◆ Texto de leitura
Correr de olhos fechados …

… para os braços de alguém requer um elevado grau de confiança em nós próprios e no outro. Quer sejamos crianças, quer sejamos adultos. Uma confiança que apenas se adquire caso as nossas relações primordiais, com os nossos pais, mães ou outros prestadores de cuidados, tenham sido muito satisfatórias. Mas que relações são estas? Que características devem ter? E será que na idade adulta as relações têm as mesmas características que na infância?

 

No vínculo que se forma na infância, com os nossos progenitores, muito mais que a relação mãe (ou pai ou cuidador) – criança está em jogo. O estilo de vínculo adoptado manter-se-á connosco para o resto da vida, influenciando aspectos tão simples, e simultaneamente tão complexos, como a forma como nos relacionamos com os parceiros amorosos. Ao falar de vínculo é essencial falar dos primeiros anos de vida. Face à primeira figura que o bebé discrimina (chamar-lhe-emos mãe – mas também pode ser o pai, uma figura materna/paterna, prestador de cuidado), este passa a sentir e desenvolver um enorme prazer na companhia dela. A mãe, é o refúgio onde a criança volta depois das explorações, quando se sente cansada ou com medo (Bowlby, 1969,1979). É essencial para a saúde mental do bebé que exista com a mãe uma relação calorosa, íntima e contínua. Esta relação, complexa e rica, está na base do desenvolvimento da personalidade, saúde mental e competências sociais. Estas primeiras interações com a mãe definem a intensidade deste apego fundamental. Quanto mais rica e contínua, mais forte. Este relacionamento é mantido por dois tipos de comportamentos: os de assinalamento (choro, sorriso, balbucio e o erguer dos braços) e os de aproximação (seguir a mãe, agarrar e sucção não-nutritiva). São tipos de comportamento por parte do bebé que não devem ser ignorados ou desvalorizados.

◆ Objetivo A
Reproduz sem alterações, nos registos apresentados abaixo, tudo desde a linha que contém "Annotation spec v3.2 — hill" até à linha que contém "[1008,296,1250,382]", ambas incluídas.

◆ Registos fornecidos

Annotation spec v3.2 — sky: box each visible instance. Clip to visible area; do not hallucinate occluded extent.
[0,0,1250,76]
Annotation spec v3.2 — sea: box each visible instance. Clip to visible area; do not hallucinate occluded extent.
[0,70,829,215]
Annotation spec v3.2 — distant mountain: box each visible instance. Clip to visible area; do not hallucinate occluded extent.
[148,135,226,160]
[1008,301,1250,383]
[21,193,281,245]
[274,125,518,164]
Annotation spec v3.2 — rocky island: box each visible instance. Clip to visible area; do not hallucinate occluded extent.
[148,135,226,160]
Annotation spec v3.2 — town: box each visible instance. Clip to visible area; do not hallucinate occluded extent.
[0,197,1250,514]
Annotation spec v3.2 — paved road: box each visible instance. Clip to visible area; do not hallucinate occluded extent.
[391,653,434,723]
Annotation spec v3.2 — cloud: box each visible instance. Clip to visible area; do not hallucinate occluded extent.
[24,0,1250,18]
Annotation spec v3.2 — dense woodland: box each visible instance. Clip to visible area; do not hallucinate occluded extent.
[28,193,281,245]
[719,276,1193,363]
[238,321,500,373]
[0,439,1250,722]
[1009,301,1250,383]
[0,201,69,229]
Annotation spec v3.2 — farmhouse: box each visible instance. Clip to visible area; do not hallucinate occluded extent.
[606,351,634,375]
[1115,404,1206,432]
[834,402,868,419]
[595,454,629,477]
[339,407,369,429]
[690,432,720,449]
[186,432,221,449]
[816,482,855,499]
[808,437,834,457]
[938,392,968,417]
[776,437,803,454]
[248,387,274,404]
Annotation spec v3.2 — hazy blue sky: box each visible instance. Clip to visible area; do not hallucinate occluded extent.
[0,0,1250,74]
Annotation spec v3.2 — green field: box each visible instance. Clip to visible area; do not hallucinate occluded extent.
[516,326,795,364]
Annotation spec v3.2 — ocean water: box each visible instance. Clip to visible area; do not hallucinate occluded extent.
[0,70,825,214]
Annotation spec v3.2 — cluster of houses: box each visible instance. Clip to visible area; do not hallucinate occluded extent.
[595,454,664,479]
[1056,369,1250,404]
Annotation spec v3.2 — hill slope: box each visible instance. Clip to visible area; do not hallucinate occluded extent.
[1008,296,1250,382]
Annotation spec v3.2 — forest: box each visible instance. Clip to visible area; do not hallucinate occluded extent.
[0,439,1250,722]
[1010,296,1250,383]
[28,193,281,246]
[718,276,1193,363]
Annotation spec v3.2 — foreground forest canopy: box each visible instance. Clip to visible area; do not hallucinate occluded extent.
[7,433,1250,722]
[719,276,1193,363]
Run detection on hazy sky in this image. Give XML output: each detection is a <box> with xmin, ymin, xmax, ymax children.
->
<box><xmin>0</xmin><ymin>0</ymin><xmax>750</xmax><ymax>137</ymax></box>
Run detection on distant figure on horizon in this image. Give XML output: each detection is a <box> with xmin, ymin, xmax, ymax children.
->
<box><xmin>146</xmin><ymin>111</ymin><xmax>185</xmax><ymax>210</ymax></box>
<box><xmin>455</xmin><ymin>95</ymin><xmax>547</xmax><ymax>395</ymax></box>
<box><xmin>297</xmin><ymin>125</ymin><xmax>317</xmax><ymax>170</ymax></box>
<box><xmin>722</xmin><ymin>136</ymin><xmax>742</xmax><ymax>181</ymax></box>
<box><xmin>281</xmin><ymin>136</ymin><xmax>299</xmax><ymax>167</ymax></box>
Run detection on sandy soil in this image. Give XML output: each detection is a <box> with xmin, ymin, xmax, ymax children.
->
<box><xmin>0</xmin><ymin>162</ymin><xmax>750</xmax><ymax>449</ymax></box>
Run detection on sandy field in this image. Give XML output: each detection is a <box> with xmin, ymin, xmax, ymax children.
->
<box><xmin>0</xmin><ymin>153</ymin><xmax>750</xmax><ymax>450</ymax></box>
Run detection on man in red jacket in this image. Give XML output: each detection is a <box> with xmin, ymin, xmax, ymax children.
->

◆ Objetivo B
Transcreve fielmente, do texto sobre o vínculo, tudo desde "Correr de olhos" até "que na infância?".

◆ Resposta correta A
Annotation spec v3.2 — hill slope: box each visible instance. Clip to visible area; do not hallucinate occluded extent.
[1008,296,1250,382]

◆ Resposta correta B
Correr de olhos fechados …

… para os braços de alguém requer um elevado grau de confiança em nós próprios e no outro. Quer sejamos crianças, quer sejamos adultos. Uma confiança que apenas se adquire caso as nossas relações primordiais, com os nossos pais, mães ou outros prestadores de cuidados, tenham sido muito satisfatórias. Mas que relações são estas? Que características devem ter? E será que na idade adulta as relações têm as mesmas características que na infância?